__Stored dataset items__.
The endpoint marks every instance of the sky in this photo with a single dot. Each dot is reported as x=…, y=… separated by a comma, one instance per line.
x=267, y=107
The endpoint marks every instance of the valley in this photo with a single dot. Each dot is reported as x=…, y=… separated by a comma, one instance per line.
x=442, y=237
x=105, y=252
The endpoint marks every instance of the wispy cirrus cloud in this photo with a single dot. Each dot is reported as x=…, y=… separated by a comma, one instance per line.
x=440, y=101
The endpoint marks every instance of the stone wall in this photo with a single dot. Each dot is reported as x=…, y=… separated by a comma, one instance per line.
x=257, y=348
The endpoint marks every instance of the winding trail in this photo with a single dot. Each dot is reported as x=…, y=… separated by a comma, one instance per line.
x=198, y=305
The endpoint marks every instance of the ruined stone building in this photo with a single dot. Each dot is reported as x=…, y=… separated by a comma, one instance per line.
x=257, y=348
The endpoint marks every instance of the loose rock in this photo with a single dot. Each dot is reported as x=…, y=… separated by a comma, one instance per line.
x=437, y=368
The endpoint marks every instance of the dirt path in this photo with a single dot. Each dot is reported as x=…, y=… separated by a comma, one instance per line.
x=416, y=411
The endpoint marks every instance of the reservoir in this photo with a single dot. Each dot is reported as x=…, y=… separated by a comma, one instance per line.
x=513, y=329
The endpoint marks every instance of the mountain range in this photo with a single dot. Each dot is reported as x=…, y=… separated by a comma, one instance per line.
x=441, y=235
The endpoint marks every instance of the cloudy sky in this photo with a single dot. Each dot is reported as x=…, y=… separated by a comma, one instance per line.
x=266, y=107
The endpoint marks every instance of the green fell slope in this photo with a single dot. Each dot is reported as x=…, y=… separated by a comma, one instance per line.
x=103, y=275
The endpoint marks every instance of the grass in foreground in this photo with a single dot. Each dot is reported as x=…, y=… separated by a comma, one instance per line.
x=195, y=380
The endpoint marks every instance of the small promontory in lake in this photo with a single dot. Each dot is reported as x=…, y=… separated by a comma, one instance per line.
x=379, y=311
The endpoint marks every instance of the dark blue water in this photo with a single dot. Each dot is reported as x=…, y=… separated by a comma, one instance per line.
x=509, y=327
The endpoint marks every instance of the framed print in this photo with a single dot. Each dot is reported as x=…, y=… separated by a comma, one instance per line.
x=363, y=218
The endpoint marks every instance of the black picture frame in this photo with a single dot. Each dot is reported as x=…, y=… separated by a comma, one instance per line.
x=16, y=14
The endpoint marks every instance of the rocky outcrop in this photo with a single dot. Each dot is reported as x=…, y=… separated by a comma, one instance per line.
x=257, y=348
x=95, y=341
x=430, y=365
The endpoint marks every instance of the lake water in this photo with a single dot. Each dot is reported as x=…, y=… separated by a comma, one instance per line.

__Instructions to follow__.
Quote exactly and only the lines from the one holding "The endpoint marks every instance of the framed" through the end of the data.

__Answer box__.
The endpoint marks every instance of the framed print in this photo with a single dot. Each dot is reported as x=…, y=… separated by a comma, one instance per line.
x=363, y=218
The endpoint marks every instance of the black picture frame in this photo with a single dot. Each dot is reported as x=…, y=… separated by a comma, one instance per line.
x=16, y=14
The endpoint marks every instance of the rocky outcrop in this photo with a single dot. Each dot is reported as x=…, y=… separated by a comma, one instance per line.
x=257, y=348
x=95, y=341
x=430, y=365
The endpoint marks every instance of the lake water in this photo with a single dot. Each dot is reported as x=…, y=… separated by a comma, one instance per line.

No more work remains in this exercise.